List every city named in the blog text below.

QUOTED TEXT ▸
━━━━━━
And so there's a change...

Today was Vik's birthday! Sweet sixteen. I honestly don't know why it's so ~sweet~ nothing great happened to me that year. So I'm making seventeen my year.

Sarah gave me the other half of my Christmas gift. It was a mix CD, and I listened to it the whole way home. Can I tell you just how perfect it is driving over the Buckman Bridge and listening to Difference by Acceptance?

Just being alone and going way over the speed limit and taking my eyes off the road to look at the city, and seeing the other bridges in the distance. It's so cold, so everything is clear and crisp. I love Jacksonville, I'm not even going to lie. Sure it's not the biggest and there aren't always things to do, but it's nice for me to call it home. I could live in Palm Coast or freaking Tallahassee. Orlando isn't far and neither is Tampa. There isn't THAT much reason to drive 7 hours to Miami, but if I really wanted to I could. Atlanta isn't far. I've got all I need at my fingertips. Great friends, family, and music.

I've spent my night watching Watchmen trailers, reading the Watchmen blog, and stalking other things related to the film. I'm going to buy Watching the Watchmen.This weekend maybe? Idk. For the rest of the night I think I'm going to read my Umbrella Academy comics, and maybe watch the first season to Metalocalypse. World Religions at 9:30 tomorrow, I LOVVVVVVVVVVVVVE that class.

I'm feeling so good right now. (in case you couldn't tell.)

THIS CAME IN THE MAIL TODAY AND IT IS GLORIOUS:

Thursday, January 1, 2009

Sunday, December 28, 2008

I am so stupid. i just keep digging myself in a hole, and giving myself hope when I really shouldn't.


FUCKKKKKKKKKKKKKKKKKKKKKKKKKKKKKKKKKKKKKKKKKKKKKKKKKKKKKKKKKKKKKKKKKK.

Monday, December 22, 2008

The past few nights I've been going to my room around 1, playing on my phone or reading Watchmen until 4 or when I get tired. But when I put everything aside to actually sleep. I can't.

I do not have this problem. I am the champion of sleeping whenever I freaking feel like it. I've layed in bed and counted, to around 100 before my thoughts distract me and I lose count and have to start all over. If you asked me now I couldn't even tell you what the thoughts are. I would say they're just errant, things. With little or no meaning behind them. But I don't think that's the case.

When I wake up I'm always so thirsty, and I'm hot and I just feel so achey and tired and I want to go back to sleep. Sometimes I think I'm crazy.

Sometimes, I think I need to write these things down somewhere private, but I've never been much for that. Ever sense I was little, people would give me stupid little diaries with flowers and shit all over the cover, id start it out with something like "hi, I'm amber and this is my diary." Because I thought that's how those things went. Then I would never write in it. I hate writing things down.

There is no in between for me, its either laid out for everyone or locked up tight.

I'm incredibly tired right now, but I don't want to turn in. I won't fall asleep for another hour anyways.

Maybe I'll just lay here till my eyes force closed and I fall asleep on my phone.

It wont be the first time.

Fuck. I need to lighten up.
━━━━━━
RAW DATA ▸
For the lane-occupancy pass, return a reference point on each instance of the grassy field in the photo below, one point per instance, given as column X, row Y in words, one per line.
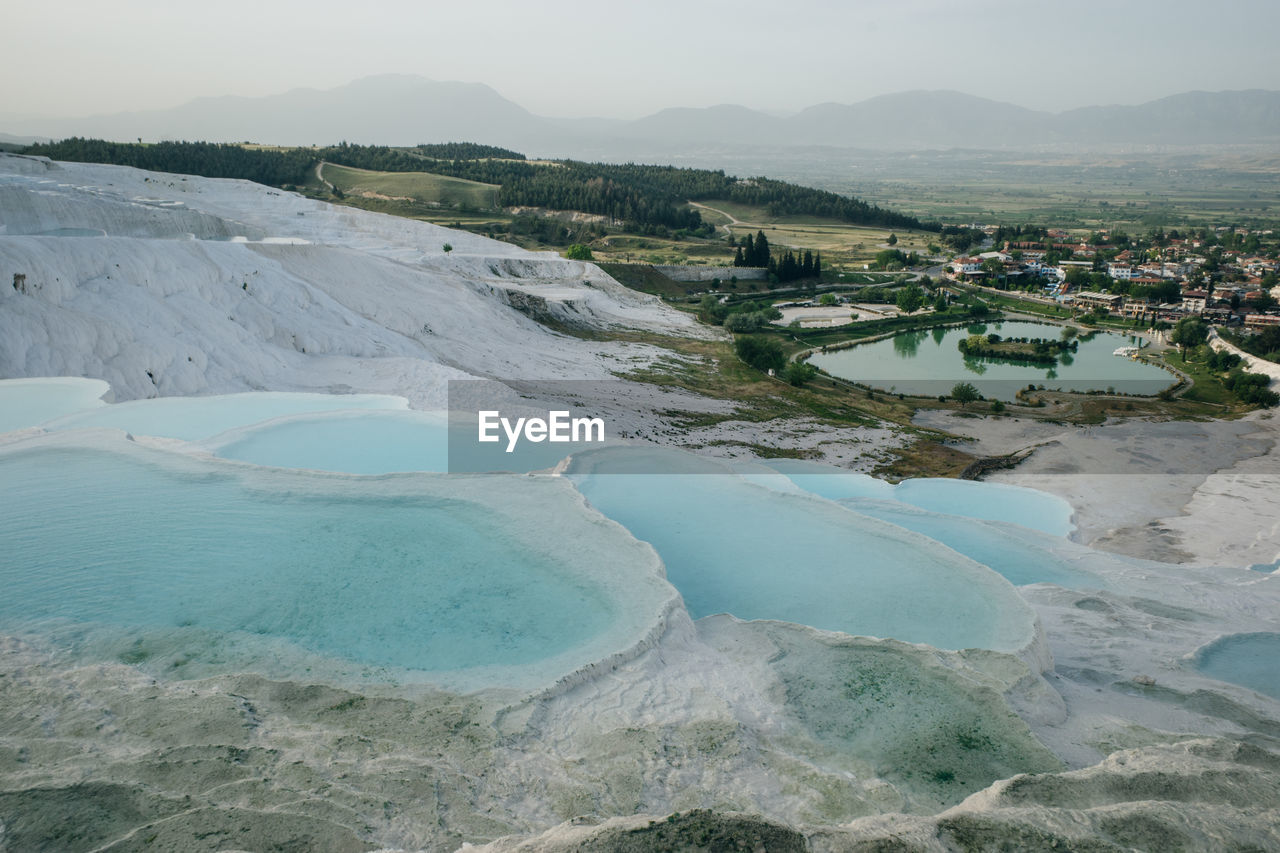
column 434, row 190
column 840, row 242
━━━━━━
RESULT ▸ Jacksonville, Palm Coast, Tallahassee, Orlando, Tampa, Miami, Atlanta